Data listing:
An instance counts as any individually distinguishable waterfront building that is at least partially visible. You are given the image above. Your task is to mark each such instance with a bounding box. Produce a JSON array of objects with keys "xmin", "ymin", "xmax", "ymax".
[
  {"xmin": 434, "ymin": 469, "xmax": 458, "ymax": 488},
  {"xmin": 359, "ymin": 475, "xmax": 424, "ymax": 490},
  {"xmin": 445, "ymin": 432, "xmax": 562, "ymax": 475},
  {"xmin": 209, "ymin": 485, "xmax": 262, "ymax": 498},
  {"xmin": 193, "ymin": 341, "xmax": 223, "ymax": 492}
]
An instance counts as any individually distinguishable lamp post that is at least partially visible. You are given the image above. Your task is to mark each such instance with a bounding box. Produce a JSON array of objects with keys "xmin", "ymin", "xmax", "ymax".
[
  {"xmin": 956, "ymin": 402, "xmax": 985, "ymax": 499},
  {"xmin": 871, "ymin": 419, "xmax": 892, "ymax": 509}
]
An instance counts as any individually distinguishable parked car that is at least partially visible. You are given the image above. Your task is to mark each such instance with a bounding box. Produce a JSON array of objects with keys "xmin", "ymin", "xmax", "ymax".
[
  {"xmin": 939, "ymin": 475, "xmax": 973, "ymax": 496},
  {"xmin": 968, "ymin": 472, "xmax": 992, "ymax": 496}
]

* * *

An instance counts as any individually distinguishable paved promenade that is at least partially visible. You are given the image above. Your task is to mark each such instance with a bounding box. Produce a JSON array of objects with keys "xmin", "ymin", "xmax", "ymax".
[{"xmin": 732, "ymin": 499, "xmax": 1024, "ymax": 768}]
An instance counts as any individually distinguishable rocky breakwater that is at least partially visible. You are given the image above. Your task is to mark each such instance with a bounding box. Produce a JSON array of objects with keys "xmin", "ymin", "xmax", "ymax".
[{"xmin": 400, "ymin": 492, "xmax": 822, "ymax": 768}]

Requirement: Report every line in the records above that contains the word "counts", copying each such line in full.

Finished task:
An instance counts as any individually distinguishable waterfront building that is at least partially visible. You are given the image above. Your task is to mark each such instance with a bounding box. Produce a JSON array of objects with keys "xmin", "ymin", "xmax", "ymax".
An instance counts as any individually distinguishable lamp post that is at least partially visible. You are given the image above. Your task is to mark each such instance with a bounding box. Produce a JSON array of objects with keys "xmin", "ymin", "xmax", "ymax".
An instance counts as any individually distinguishable parked car that is at least partially visible. You are given the image above. Your task is to mark each such instance with a bounding box. Produce a JSON array of objects with keys "xmin", "ymin", "xmax", "ymax".
An instance counts as any individually distinguishable paved promenade that is at least partially visible. You are given the image above. Your task is to mark each such instance with a bounding box. Produce a JSON array of objects with keys "xmin", "ymin", "xmax", "ymax".
An instance counts as any individually distinguishable rocky breakwater that is at least partially visible. You are given the image above. Your task is to mark each such instance with a bounding box. Produce a JSON array of objects with keys "xmin", "ymin", "xmax", "ymax".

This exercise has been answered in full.